### TRECHO ESCOLHIDO
+++++

Por que fala de Bolsonaro sobre Petrobras abriu nova crise para o presidente
O presidente Jair Bolsonaro reafirmou nesta sexta-feira que fará "mudanças" na Petrobras após mais um reajuste no preço dos combustíveis.
Sem detalhar o que exatamente pretende fazer com a estatal, o presidente afirmou ainda, durante visita à cidade de Sertânia, em Pernambuco, que "jamais" interferiria "nesta grande empresa e na sua política de preços, mas o povo não pode ser surpreendido com certos reajustes".
Na quinta-feira (18/02), a Petrobras anunciou novo aumento nos preços da gasolina e do óleo diesel. Eles ficaram, respectivamente, R$ 0,23 e R$ 0,34 mais caros a partir de hoje. Com isso, o litro da gasolina nas refinarias passou a custar R$ 2,48 e o do diesel, R$ 2,58.
O reajuste, segundo a empresa, é reflexo da política de preços da estatal, que está alinhada ao mercado internacional, e "é fundamental para garantir que o mercado brasileiro siga sendo suprido sem riscos de desabastecimento pelos diferentes atores responsáveis pelo atendimento às diversas regiões brasileiras".
Bolsonaro já havia criticado ontem a Petrobras durante sua live semanal nas redes sociais e afirmado que estudava "mudanças", também sem dar pormenores.

+++++

### AMOSTRA DOS ITENS
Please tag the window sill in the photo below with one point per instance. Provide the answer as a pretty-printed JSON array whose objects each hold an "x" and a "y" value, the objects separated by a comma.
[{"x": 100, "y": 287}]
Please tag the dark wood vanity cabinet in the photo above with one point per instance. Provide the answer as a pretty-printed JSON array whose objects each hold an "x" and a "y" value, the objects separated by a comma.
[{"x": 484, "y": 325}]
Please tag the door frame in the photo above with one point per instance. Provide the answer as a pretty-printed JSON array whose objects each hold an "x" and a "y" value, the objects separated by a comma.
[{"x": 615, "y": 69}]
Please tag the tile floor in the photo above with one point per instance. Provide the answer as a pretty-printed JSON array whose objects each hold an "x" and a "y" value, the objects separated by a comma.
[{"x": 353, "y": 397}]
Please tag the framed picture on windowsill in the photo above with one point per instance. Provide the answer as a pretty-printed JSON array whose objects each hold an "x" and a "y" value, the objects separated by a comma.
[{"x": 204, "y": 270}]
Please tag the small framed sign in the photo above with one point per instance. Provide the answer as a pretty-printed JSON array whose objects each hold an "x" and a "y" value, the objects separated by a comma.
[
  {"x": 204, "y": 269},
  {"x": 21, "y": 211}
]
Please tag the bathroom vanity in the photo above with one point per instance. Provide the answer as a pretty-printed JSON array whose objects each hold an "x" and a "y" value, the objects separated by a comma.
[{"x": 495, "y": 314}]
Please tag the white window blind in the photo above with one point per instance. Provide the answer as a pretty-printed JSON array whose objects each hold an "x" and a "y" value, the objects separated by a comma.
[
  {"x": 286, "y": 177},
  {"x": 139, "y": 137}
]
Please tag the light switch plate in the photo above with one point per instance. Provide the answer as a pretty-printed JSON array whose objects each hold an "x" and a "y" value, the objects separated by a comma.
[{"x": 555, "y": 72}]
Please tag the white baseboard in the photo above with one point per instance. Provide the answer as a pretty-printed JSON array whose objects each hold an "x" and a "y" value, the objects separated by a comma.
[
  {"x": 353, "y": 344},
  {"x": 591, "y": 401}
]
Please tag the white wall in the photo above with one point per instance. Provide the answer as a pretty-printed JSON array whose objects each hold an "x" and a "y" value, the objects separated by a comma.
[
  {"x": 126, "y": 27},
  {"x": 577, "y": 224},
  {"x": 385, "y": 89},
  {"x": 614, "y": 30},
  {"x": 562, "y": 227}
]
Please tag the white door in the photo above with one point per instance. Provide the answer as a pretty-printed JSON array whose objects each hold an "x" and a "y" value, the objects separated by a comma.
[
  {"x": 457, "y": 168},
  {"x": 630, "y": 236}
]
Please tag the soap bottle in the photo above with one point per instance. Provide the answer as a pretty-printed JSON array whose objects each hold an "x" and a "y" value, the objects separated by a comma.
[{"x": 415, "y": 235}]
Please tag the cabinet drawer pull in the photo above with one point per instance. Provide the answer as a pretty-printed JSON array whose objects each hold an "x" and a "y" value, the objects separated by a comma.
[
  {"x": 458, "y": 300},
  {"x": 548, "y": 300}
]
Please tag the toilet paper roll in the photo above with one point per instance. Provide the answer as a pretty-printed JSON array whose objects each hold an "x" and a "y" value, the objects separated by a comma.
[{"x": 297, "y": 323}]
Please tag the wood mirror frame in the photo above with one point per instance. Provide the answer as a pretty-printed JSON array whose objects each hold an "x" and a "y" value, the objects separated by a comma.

+++++

### TAREFAS DO EXERCÍCIO
a. Repita o trecho da notícia sobre a Petrobras que vai de "Na quinta-feira (18/02), a" até "diesel, R$ 2,58.", trocando "refinarias" por "distribuidoras".
b. Dê sequência à notícia sobre Bolsonaro e a Petrobras a partir do ponto em que ela termina.

### RESPOSTAS POR TAREFA
a.
Na quinta-feira (18/02), a Petrobras anunciou novo aumento nos preços da gasolina e do óleo diesel. Eles ficaram, respectivamente, R$ 0,23 e R$ 0,34 mais caros a partir de hoje. Com isso, o litro da gasolina nas distribuidoras passou a custar R$ 2,48 e o do diesel, R$ 2,58.

b.
Os comentários do presidente foram mal recebidos pelo mercado: as ações da empresa chegaram a cair 5% nesta sexta-feira. O mau humor se deve em parte à experiência recente de interferência do governo na estatal.
Entre 2011 e 2015, durante a gestão Dilma Rousseff (PT), a variação dos preços internacionais era repassada de forma defasada aos combustíveis no país, um mecanismo usado para tentar segurar o aumento da inflação.
Quando a conjuntura externa era desfavorável, a Petrobras chegou a importar combustível mais caro e vendê-lo mais barato no mercado interno.
Essa diferença gerou uma série de prejuízos para o caixa a estatal — uma conta que passou de R$ 75 bilhões no fim de 2014. A política orientada para o controle da inflação é apontada como uma das principais responsáveis pelo alto nível de endividamento da Petrobras no período, que chegou a US$ 124 bilhões.
Política de preços
Desde 2016 a Petrobras orienta sua política de preços pelo Preço de Paridade Internacional (PPI), que leva em consideração a cotação do barril de petróleo e o câmbio.
Quando foi estabelecida, os preços chegaram a variar quase que diariamente, seguindo a flutuação do mercado internacional. Em setembro de 2018, às vésperas da eleição daquele ano, esses reajustes passaram a ser quinzenais. E, em meados de 2019, deixaram de ter prazo fixo, passando a depender da avaliação da companhia sobre as condições de mercado e o ambiente externo.
A fórmula usada pela Petrobras para calcular a relação entre os preços praticados pela empresa no Brasil e o mercado internacional não é conhecida, abrindo a possibilidade para uma série de diferentes projeções sobre o futuro dos preços.
Independentemente do valor exato, analistas ouvidos recentemente pela BBC News Brasil destacaram que os preços internos estão defasados e, por isso, o caminho esperado seria de mais reajustes para cima.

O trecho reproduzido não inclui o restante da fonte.